-- KUTIPAN TEKS --
Sebagaimana kita ketahui, investor asing boleh memiliki 99% aset bank. Sulit menemukan aturan sebebas itu di negara lain. Kita termasuk yang paling bebas. Hal tersebut diatur dalam Peraturan Pemerintah (PP) Nomor 29 Tahun 1999. Pada Pasal 3 (PP tersebut) disebutkan, ”Jumlah kepemilikan saham bank oleh warga negara asing dan atau badan hukum asing yang diperoleh melalui pembelian secara langsung ataupun melalui bursa efek sebanyak-banyaknya adalah 99% dari jumlah saham yang bersangkutan”.
Itulah mengapa, pihak asing berbondong-bondong masuk ke sektor perbankan di Indonesia. Hingga akhir 2011, lebih kurang 47 bank dikuasai pemilik asing dengan total aset lebih dari Rp3.000 triliun. Atau, lebih dari 50% dari total aset perbankan nasional telah dikuasai pihak asing.

-- TUJUAN LATIHAN --
A. Temukan setiap baris data di bawah yang memuat kata "officer", lalu salin semua baris tersebut.
B. Lanjutkan kutipan tentang kepemilikan asing di perbankan Indonesia, dimulai setelah kalimat terakhirnya.
Data yang tercantum tidak ada hubungannya dengan kutipan di atas.

-- DATA MASUKAN --
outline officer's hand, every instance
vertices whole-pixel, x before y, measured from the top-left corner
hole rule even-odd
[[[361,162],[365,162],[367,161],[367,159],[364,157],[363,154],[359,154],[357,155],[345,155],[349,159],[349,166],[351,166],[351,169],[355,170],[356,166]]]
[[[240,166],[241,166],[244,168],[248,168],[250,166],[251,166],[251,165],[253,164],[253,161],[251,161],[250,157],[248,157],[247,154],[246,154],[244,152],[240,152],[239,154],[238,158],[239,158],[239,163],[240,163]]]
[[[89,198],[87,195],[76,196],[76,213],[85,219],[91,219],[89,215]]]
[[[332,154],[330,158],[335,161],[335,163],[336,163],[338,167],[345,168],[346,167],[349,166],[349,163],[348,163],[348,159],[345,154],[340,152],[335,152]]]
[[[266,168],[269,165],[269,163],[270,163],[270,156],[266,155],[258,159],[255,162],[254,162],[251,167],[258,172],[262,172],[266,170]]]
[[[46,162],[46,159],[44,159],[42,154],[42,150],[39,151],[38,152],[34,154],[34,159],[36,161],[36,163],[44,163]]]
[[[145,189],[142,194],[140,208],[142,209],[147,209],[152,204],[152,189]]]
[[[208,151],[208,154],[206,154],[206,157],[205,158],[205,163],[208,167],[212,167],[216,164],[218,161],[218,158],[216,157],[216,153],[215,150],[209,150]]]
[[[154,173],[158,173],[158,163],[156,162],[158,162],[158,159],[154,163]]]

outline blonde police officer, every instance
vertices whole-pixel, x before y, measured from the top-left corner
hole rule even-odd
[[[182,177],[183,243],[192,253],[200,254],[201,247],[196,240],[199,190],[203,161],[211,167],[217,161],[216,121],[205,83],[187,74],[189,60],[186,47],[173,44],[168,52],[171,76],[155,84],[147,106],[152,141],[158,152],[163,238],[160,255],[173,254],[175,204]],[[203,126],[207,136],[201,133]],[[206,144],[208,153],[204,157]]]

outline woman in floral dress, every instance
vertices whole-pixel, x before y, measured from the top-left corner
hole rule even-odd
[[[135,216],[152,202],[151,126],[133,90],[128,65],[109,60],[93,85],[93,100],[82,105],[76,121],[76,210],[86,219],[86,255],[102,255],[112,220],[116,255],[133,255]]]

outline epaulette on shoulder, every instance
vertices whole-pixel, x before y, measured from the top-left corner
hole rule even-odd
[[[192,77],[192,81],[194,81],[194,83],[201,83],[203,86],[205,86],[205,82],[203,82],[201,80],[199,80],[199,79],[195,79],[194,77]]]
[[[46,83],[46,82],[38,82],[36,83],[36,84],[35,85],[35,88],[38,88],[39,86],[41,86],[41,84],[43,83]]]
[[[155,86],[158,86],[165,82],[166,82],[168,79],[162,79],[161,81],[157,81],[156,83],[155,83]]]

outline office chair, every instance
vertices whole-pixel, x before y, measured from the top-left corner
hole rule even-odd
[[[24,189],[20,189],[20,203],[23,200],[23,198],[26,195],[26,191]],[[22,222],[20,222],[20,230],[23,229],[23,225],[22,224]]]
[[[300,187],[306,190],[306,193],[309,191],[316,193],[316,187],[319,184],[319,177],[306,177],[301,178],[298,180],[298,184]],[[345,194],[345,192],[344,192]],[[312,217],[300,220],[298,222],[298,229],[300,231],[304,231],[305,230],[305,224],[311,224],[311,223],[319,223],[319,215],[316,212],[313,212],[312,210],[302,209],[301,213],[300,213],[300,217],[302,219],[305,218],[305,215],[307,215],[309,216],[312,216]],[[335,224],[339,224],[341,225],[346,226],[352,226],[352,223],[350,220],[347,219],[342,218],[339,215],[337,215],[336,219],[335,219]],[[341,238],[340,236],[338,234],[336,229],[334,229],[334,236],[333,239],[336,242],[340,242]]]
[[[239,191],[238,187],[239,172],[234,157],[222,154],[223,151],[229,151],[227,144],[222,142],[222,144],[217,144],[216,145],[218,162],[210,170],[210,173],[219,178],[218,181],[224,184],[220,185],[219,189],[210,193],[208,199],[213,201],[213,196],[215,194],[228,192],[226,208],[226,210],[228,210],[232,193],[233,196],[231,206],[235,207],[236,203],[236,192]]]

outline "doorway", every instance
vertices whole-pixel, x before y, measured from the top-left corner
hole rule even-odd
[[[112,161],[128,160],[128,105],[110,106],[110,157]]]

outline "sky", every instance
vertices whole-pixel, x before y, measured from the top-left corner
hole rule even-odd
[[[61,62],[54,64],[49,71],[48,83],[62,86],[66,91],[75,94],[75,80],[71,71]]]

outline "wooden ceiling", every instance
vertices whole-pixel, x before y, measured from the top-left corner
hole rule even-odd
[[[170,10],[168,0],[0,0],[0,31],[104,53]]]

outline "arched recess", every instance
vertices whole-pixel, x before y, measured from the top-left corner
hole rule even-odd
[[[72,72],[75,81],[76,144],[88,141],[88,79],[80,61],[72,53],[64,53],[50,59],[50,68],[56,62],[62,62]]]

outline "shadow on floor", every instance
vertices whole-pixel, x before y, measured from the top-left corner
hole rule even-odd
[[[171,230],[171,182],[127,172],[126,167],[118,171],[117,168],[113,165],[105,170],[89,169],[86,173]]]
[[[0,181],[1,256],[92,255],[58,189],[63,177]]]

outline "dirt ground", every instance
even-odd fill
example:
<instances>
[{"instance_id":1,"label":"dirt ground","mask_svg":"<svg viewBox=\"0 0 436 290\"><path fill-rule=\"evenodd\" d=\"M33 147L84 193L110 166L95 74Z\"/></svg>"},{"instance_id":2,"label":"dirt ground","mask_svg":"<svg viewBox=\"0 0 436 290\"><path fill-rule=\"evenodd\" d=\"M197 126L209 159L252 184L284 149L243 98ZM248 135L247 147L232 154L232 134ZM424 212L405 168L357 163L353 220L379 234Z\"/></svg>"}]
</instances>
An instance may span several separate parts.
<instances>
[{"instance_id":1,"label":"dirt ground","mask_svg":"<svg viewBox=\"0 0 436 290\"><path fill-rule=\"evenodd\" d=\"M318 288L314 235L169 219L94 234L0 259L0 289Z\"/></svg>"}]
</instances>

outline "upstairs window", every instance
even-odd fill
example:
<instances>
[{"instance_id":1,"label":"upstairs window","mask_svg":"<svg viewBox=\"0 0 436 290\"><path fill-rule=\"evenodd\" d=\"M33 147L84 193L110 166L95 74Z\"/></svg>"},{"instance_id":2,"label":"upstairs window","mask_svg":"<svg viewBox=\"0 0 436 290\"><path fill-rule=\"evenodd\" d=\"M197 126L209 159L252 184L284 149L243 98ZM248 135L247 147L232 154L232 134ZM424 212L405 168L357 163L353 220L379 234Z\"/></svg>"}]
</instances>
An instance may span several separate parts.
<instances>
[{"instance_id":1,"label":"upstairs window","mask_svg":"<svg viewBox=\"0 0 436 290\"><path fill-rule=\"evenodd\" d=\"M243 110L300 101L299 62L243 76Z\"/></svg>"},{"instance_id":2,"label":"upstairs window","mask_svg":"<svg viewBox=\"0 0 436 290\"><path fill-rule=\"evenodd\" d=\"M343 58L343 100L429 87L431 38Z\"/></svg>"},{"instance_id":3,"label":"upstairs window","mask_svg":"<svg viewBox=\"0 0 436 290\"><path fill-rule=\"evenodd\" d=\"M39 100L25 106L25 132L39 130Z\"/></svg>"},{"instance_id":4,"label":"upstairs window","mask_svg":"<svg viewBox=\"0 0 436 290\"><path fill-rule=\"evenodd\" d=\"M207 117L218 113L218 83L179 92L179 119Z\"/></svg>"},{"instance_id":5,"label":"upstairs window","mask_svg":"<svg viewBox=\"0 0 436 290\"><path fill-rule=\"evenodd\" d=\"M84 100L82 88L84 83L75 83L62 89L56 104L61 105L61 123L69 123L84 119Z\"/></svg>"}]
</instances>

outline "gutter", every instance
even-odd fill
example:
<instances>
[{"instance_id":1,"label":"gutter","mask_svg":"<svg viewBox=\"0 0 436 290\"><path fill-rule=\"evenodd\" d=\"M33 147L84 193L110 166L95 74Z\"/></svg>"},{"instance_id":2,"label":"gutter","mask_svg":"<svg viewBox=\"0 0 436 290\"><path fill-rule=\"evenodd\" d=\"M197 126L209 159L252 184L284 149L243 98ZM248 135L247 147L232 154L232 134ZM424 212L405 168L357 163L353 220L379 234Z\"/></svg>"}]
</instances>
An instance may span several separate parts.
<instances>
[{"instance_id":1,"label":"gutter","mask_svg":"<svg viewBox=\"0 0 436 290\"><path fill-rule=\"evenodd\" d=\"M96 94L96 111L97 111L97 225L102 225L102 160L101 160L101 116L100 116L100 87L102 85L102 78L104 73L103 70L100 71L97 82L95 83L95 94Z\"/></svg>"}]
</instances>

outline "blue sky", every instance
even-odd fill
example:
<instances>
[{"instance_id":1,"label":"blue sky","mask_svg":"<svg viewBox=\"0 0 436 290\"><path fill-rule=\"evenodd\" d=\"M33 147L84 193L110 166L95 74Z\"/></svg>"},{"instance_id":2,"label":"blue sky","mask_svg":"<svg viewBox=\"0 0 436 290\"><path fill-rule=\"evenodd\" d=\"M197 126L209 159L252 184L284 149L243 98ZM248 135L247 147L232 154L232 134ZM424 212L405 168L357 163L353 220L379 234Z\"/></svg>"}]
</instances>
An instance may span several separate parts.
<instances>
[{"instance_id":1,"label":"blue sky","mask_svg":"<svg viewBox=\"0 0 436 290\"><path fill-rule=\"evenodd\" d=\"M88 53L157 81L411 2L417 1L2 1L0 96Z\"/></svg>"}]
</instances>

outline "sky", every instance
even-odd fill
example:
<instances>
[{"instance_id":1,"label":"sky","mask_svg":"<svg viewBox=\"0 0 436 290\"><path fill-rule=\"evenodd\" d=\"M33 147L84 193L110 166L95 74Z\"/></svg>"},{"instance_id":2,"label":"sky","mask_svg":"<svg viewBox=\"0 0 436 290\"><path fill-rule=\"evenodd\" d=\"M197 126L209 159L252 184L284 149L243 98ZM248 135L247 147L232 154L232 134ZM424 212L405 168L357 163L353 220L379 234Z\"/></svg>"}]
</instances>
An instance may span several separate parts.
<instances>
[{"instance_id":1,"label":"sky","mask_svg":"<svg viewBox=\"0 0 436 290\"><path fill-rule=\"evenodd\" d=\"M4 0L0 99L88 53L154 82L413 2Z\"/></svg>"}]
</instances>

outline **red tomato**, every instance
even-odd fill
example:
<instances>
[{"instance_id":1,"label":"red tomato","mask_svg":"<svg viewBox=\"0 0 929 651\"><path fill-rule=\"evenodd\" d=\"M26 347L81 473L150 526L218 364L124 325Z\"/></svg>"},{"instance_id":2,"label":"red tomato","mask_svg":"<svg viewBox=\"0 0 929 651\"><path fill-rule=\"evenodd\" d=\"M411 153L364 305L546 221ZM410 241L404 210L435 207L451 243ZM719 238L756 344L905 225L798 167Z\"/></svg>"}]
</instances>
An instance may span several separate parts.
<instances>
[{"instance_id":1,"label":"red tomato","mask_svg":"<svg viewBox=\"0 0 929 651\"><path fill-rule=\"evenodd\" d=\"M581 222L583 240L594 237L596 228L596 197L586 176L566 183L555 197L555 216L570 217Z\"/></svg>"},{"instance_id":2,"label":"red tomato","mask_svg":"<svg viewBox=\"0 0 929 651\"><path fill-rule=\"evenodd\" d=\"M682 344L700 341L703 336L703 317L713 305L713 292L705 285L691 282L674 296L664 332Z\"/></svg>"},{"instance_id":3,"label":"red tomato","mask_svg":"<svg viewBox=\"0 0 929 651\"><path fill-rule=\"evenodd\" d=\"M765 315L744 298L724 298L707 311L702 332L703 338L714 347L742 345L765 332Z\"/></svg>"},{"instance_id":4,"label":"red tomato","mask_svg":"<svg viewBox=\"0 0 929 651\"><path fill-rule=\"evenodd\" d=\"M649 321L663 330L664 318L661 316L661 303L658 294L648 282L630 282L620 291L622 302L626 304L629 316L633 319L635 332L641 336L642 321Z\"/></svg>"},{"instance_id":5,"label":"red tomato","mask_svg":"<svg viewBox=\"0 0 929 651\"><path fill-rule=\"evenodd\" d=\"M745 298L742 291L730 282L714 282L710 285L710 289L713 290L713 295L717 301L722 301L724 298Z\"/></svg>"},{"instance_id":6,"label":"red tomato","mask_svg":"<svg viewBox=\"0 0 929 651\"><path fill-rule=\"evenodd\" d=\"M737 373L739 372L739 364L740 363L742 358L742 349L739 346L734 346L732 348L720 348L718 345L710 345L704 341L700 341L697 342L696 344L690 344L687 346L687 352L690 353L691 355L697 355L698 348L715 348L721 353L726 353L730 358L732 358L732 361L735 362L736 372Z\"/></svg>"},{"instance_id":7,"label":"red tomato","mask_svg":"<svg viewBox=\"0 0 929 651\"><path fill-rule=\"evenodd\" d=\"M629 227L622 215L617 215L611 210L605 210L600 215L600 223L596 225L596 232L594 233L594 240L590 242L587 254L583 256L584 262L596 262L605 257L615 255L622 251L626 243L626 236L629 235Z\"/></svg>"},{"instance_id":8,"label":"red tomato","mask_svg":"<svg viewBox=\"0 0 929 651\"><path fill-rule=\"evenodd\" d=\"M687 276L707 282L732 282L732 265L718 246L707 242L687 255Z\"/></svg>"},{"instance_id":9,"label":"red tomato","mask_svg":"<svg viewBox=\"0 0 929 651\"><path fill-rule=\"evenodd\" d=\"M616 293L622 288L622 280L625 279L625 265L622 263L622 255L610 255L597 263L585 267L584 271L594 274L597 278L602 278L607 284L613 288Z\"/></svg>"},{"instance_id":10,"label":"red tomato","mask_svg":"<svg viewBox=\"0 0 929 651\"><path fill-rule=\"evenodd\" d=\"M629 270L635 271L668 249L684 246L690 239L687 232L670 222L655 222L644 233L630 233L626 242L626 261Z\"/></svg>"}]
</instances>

-- JAWABAN LATIHAN --
A.
outline officer's hand, every instance
outline blonde police officer, every instance

B.
Aturan kepemilikan hanyalah satu hal. Masih ada hal lain yang membuat sektor perbankan kita begitu diminati. Satu, perbankan di Indonesia dikenal sebagai perbankan yang cukup aman (prudent). Jika di banyak belahan negara lain sektor perbankan menimbulkan banyak masalah, di Indonesia perbankan dikelola dengan sangat baik. Kalaupun aturan Basel III segera diberlakukan, tingkat kecukupan likuiditas bank-bank nasional yang rata-rata sebesar 18% tidak akan mengalami masalah berarti.
Dua, tingkat keuntungan sektor perbankan di Indonesia sangat menggiurkan. Pada 2011 rasio pendapatan bunga bersih terhadap rata-rata aktiva tertimbang atau net interest margin (NIM) mencapai tingkat tertinggi sejak 2005, yakni berada di kisaran 6%. Padahal, negara-negara ASEAN lainnya berada di kisaran 2%–4%. Siapa yang tak tergiur dengan tingkat profitabilitas yang sedemikian besar?
Jika dilihat lebih jauh, bank-bank badan usaha milik negara (BUMN) mencatat kenaikan paling besar dalam pencapaian NIM pada 2011 dibandingkan dengan tahun sebelumnya. NIM bank-bank persero naik dari 6,11% pada 2010 menjadi 6,55% pada 2011. Ada peningkatan NIM sebesar 0,44%. Sementara itu, bank umum mengalami peningkatan NIM sebesar 0,18% dan bank asing 0,08%.
Laba bersih juga mengalami peningkatan pada 2011 dibandingkan dengan periode sebelumnya. Bank persero memimpin kenaikan laba dengan peningkatan sebesar 43% pada 2011 terhadap 2010.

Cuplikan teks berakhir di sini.